» **Task prompt**: Rewrite the records below with "marker" substituted for each "keypoint", keeping everything else unchanged. Leave the pictures out of your answer.

» **Supplied entries**:
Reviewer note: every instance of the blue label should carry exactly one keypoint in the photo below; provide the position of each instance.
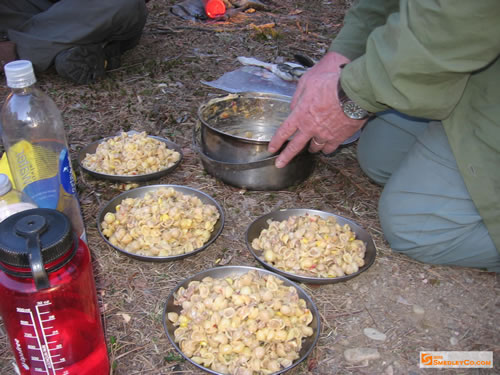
(66, 173)
(44, 192)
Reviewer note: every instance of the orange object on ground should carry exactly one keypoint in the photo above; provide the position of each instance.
(214, 8)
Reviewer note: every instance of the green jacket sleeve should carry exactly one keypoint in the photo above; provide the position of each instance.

» **Problem solution**:
Reviewer note: every instance of the blue label should carry exactly one marker in the photo below; provide the position of each instance.
(66, 173)
(44, 192)
Reviewer note: every instance of the orange object on ground should carry exactly one marker in the photo above; provide the position of each instance.
(214, 8)
Reviewer note: every instance of the green jacket sleeve should carry exactly one marker in the photo above; provide the position of each instance.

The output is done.